Please pick out every line in the items below that contains the word "segment", and copy each one. Case counts.
------------------------------------------------------------------------
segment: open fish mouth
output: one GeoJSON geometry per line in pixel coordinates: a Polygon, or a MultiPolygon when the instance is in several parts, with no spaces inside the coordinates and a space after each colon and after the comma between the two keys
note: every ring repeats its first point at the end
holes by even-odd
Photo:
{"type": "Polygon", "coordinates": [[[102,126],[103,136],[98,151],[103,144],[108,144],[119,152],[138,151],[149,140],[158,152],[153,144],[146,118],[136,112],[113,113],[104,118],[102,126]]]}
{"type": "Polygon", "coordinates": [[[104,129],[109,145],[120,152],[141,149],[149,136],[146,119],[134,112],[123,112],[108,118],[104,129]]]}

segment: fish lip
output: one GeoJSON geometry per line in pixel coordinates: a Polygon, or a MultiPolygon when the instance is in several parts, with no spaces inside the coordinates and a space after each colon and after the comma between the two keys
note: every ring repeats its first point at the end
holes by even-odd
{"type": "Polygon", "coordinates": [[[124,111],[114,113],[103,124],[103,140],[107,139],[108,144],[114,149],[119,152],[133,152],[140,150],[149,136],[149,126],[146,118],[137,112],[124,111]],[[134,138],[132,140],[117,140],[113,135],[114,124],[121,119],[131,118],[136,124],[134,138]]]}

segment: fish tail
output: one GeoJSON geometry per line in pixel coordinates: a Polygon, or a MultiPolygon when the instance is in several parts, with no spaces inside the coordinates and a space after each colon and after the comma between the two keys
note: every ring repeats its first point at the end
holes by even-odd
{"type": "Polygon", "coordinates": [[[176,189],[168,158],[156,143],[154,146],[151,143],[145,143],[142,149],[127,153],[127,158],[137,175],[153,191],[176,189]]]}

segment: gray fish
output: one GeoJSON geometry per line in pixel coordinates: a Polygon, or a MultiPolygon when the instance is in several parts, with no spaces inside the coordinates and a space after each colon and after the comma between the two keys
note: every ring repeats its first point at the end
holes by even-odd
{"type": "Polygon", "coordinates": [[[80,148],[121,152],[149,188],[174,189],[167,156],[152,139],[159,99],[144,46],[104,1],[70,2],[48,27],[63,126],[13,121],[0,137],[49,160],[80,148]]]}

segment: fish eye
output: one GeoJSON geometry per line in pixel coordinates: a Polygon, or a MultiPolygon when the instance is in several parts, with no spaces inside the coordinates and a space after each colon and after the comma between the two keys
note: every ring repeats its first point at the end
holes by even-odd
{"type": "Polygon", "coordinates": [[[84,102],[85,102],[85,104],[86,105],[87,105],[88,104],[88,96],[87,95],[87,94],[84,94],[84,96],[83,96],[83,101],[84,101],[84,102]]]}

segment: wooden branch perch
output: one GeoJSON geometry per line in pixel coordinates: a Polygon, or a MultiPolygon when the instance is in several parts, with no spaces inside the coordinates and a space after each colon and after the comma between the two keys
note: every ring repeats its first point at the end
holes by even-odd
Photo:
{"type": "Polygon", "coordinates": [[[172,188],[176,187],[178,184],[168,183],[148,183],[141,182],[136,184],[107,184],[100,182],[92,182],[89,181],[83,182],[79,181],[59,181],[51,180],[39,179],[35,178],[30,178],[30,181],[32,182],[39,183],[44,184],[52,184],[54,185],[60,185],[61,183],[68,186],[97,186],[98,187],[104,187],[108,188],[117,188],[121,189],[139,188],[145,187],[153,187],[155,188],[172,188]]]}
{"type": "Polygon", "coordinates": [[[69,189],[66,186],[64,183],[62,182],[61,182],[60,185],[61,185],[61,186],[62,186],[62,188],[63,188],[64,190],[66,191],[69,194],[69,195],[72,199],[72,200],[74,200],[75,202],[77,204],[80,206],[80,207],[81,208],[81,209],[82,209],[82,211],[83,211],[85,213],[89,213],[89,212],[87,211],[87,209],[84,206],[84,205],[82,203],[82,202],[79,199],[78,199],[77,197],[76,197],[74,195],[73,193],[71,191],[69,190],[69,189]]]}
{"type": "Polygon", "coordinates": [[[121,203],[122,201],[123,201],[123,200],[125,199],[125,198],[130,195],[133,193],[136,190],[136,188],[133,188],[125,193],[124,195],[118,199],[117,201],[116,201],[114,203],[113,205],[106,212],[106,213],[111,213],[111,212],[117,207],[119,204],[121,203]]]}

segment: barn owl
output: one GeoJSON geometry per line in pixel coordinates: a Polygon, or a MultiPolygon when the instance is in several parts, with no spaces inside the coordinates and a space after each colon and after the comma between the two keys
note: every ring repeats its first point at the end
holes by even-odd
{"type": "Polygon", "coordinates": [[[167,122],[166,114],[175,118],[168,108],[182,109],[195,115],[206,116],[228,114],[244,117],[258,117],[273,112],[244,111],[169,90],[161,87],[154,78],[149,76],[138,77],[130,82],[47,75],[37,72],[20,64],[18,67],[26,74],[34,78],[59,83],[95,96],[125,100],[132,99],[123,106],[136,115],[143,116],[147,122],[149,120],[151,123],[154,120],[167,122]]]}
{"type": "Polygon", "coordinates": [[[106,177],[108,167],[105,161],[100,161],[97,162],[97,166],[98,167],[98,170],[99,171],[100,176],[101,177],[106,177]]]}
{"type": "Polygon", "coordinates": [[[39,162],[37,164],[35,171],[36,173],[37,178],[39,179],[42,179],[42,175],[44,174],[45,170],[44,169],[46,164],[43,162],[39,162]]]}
------------------------------------------------------------------------
*Exercise answer:*
segment: open fish mouth
segment: fish lip
segment: fish tail
segment: gray fish
segment: fish eye
segment: wooden branch perch
segment: barn owl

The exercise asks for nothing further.